▶ [Serie di esercizi]
a. Trascrivi dal testo sulla valutazione scolastica, riportato qui sotto, tutto il passo che va da "Prove INVALSI ed" fino a "di prove docimologiche.".
b. Prosegui il testo sulla valutazione scolastica e le prove INVALSI, riprendendo subito dopo l'ultima frase riportata.

▶ [Estratto del testo]

#####

Questo fa propendere per il superamento del voto in decimi, in favore di una scala più semplice (es: 5 livelli – magari sintetizzati dalle lettere A-B-C-D-E – cui far corrispondere descrizioni di livelli di progressione), e del superamento della “bocciatura”, cui preferire misure di differenziazione/compensazione durante l’intero anno/ciclo scolastico. E’ evidente che la sostituzione dei voti in decimi con le lettere alfabetiche (o aggettivi sintetici) di per sé non cambia la natura della valutazione, tuttavia impedisce di trattare i “voti” come oggetti matematici, su cui operare medie aritmetiche. L’espressione di un giudizio (valutazione) diventerebbe così il frutto di un apprezzamento più ampio (della semplice media aritmetica), basato su dati, informazioni, tendenze (misurazione), da interpretare con riferimento al percorso del singolo allievo ed ai risultati attesi per tutti.
Invece, il valore sommativo/certificativo della valutazione, nel doppio momento dell’esame di stato e della certificazione delle competenze, dovrebbe essere riferito al termine del primo ciclo (terza media, ma secondo alcuni esperti, al termine del biennio superiore), facendo invece risaltare il valore formativo/conoscitivo della valutazione lungo l’intero percorso dell’obbligo scolastico.
Prove INVALSI ed esame di Stato
Una questione da affrontare si riferisce al valore e all’impatto delle prove Invalsi. Affiorano persistenti diffidenze tra gli insegnanti circa il significato delle prove strutturate, con queste motivazioni:
- scarso legame di prove nazionali con i curricoli effettivamente praticati;
- estraneità delle prove ai contesti sociali e culturali delle scuole “reali”;
- modalità di somministrazione avulse dalle modalità ordinarie di valutazione;
- rapporto tra standard richiesti e diversità di allievi presenti in classe;
- possibile utilizzo improprio degli esiti delle prove;
- incidenza sulla carriera degli allievi di prove docimologiche.

#####

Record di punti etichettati

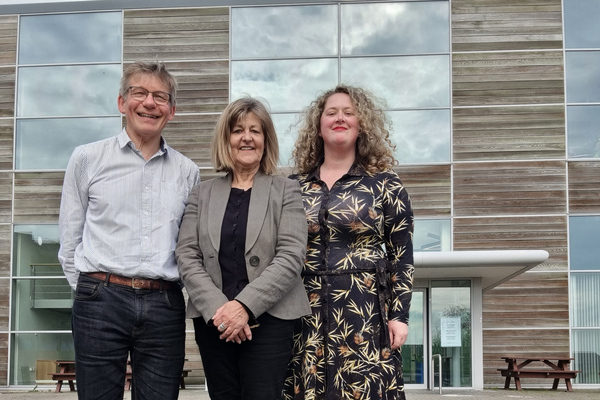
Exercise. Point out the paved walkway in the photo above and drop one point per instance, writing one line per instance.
(488, 394)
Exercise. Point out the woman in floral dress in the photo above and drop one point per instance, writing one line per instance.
(359, 264)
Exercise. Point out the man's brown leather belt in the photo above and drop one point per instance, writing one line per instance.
(136, 283)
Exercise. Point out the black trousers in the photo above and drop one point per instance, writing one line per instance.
(252, 370)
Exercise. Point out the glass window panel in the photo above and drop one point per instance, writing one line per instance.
(70, 38)
(416, 81)
(287, 85)
(287, 132)
(583, 131)
(585, 345)
(581, 24)
(584, 251)
(412, 350)
(44, 301)
(395, 28)
(583, 76)
(451, 330)
(33, 356)
(432, 235)
(421, 136)
(585, 294)
(48, 143)
(68, 90)
(296, 31)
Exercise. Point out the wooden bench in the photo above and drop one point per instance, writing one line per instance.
(63, 376)
(560, 370)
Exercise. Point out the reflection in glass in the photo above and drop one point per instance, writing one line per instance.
(585, 346)
(287, 85)
(68, 90)
(583, 128)
(432, 235)
(286, 126)
(451, 330)
(70, 38)
(584, 252)
(48, 143)
(421, 136)
(415, 81)
(294, 31)
(41, 300)
(33, 355)
(395, 28)
(583, 76)
(412, 350)
(581, 24)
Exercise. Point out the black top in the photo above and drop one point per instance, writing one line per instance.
(233, 243)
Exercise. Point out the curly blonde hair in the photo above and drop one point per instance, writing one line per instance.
(374, 150)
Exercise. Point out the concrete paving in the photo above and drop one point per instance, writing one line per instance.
(488, 394)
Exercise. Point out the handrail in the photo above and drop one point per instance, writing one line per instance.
(431, 372)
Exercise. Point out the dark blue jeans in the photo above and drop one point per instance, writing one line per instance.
(252, 370)
(111, 322)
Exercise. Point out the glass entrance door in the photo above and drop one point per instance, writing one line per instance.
(414, 351)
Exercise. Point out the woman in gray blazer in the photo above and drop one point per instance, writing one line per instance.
(241, 248)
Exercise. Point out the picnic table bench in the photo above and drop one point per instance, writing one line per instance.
(66, 373)
(559, 369)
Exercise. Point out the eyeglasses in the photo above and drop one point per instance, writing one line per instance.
(139, 93)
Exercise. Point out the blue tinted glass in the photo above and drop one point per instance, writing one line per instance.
(70, 38)
(584, 251)
(415, 81)
(583, 132)
(48, 143)
(583, 76)
(395, 28)
(287, 85)
(421, 136)
(582, 29)
(68, 90)
(299, 31)
(432, 235)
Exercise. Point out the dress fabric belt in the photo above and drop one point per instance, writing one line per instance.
(136, 283)
(384, 289)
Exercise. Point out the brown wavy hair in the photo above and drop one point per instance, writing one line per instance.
(373, 146)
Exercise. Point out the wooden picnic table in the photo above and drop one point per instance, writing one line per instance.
(559, 369)
(66, 373)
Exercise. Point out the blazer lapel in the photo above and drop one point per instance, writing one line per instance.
(259, 201)
(219, 195)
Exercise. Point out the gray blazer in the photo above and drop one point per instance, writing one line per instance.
(276, 240)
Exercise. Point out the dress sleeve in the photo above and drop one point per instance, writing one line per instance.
(398, 220)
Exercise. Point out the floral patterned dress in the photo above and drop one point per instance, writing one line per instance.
(358, 275)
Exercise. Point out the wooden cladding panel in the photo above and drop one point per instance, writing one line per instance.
(584, 187)
(505, 188)
(6, 143)
(192, 135)
(179, 34)
(501, 133)
(484, 25)
(7, 91)
(428, 187)
(5, 197)
(507, 78)
(8, 39)
(37, 196)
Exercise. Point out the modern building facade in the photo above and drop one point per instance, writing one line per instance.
(495, 107)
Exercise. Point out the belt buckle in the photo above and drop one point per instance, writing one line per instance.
(133, 280)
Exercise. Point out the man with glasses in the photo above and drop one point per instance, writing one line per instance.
(121, 207)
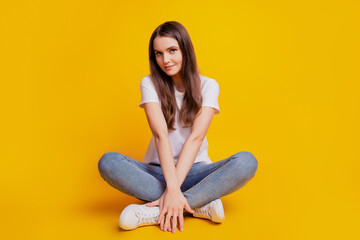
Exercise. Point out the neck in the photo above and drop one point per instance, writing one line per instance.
(178, 83)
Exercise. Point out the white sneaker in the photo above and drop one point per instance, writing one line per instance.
(135, 215)
(213, 211)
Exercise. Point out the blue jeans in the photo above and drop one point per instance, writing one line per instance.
(203, 184)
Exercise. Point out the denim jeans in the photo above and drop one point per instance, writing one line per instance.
(203, 184)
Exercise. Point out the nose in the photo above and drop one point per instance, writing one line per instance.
(166, 58)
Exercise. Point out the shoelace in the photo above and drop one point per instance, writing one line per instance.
(203, 211)
(147, 217)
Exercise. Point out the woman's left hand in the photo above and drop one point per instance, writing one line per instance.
(171, 205)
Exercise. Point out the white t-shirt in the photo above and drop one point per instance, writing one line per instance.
(210, 93)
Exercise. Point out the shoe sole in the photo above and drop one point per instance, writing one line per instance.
(220, 216)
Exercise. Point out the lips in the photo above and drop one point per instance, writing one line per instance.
(168, 67)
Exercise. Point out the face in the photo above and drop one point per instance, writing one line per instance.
(168, 55)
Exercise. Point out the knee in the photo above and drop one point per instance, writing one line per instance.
(106, 162)
(246, 161)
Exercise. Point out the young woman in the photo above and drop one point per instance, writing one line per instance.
(176, 173)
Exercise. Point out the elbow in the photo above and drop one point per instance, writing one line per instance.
(160, 136)
(197, 138)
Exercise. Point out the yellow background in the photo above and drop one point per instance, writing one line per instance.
(289, 93)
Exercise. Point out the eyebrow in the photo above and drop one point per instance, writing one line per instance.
(167, 48)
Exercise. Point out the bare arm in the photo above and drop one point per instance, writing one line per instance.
(172, 201)
(159, 130)
(193, 143)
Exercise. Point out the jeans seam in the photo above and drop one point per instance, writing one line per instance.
(138, 166)
(202, 181)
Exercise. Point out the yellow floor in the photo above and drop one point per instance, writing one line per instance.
(288, 73)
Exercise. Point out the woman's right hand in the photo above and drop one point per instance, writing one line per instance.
(171, 204)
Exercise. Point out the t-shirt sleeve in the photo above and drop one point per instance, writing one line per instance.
(210, 93)
(148, 92)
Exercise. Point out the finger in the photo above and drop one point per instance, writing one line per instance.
(188, 208)
(162, 220)
(181, 222)
(167, 221)
(152, 204)
(162, 223)
(174, 223)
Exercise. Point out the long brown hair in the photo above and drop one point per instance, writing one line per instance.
(189, 73)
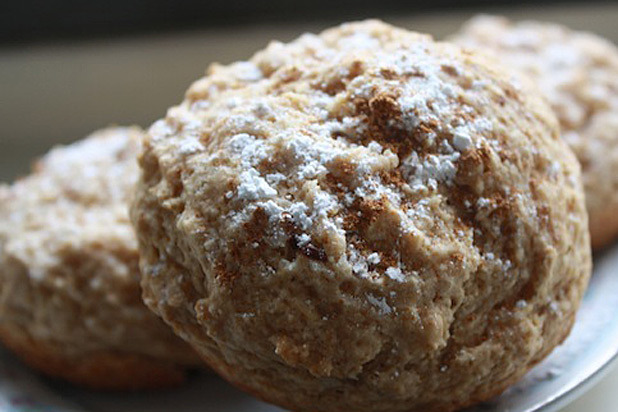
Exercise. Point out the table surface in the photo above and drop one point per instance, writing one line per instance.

#####

▶ [Risposte qui sotto]
a.
Prove INVALSI ed esame di Stato
Una questione da affrontare si riferisce al valore e all’impatto delle prove Invalsi. Affiorano persistenti diffidenze tra gli insegnanti circa il significato delle prove strutturate, con queste motivazioni:
- scarso legame di prove nazionali con i curricoli effettivamente praticati;
- estraneità delle prove ai contesti sociali e culturali delle scuole “reali”;
- modalità di somministrazione avulse dalle modalità ordinarie di valutazione;
- rapporto tra standard richiesti e diversità di allievi presenti in classe;
- possibile utilizzo improprio degli esiti delle prove;
- incidenza sulla carriera degli allievi di prove docimologiche.

b.
Per questi motivi, si fa strada l’ipotesi di eliminare le prove INVALSI dall’esame di licenza media, mantenendo però la loro obbligatorietà all’interno del terzo anno di corso della scuola secondaria di I grado. Resta aperto il dilemma se dare conto degli esiti delle prove (riferite al singolo alunno) in una qualche forma ufficiale, ad esempio, in calce al voto finale d’esame (al quale però non concorrerebbe) o nel corpo della certificazione delle competenza, in guisa di riscontro “esterno” dei livelli di apprendimento nelle competenze linguistiche e matematiche e, un domani, in lingua straniera. Chi propende per una notifica formale dell’esito richiama il valore di “ancoraggio” ad alcuni standard di apprendimento, assicurato da una prova strutturata di carattere nazionale; chi non è d’accordo sottolinea che si tratterebbe dell’unico caso in cui una prova INVALSI sarebbe utilizzata per dare informazioni sui risultati di un singolo allievo, mentre le prove hanno in generale lo scopo di far conoscere i livelli generali di apprendimento, in una classe, in una scuola, nel nostro paese. Sono cioè una misura di sistema.
E per la certificazione delle competenze?
Una questione aperta riguarda il futuro della certificazione delle competenze. Nel primo ciclo c’è una ampia sperimentazione in atto (CM 3/2015) che riguarda oltre 1.900 scuole ed è giunta al suo secondo anno. Al centro del lavoro delle scuole è la ricerca sulle competenze chiave e di cittadinanza (che, ricordiamolo, sono uno dei punti deboli del Rapporto di Autovalutazione) da ancorare alle competenze del profilo di uscita dal primo ciclo (Indicazioni/2012) e alle otto competenze chiave europee (2006). I primi riscontri della sperimentazione segnalano il gradimento per il superamento della logica classificatoria in favore di una logica descrittiva di livelli di progressione: nel modello sperimentale le competenze sono valutate attraverso un codice di 4 lettere (A-B-C-D) che sostituiscono in voti in decimi. Inoltre il valore più debole (D) esprime comunque un apprezzamento positivo, di competenze in via di primissima acquisizione. Invece, le scuole hanno utilizzato solo parzialmente lo spazio “libero” del format per indicare competenze personalizzate, aggiuntive alle 12 standardizzate inserite nel modello, come pure segnalano difficoltà a “curvare” il modello alle esigenze degli allievi con bisogni educativi speciali. Resta un punto interrogativo anche il raccordo tra le competenze trasversali indicate sulla scheda e le competenze disciplinari richiamate dalle Indicazioni.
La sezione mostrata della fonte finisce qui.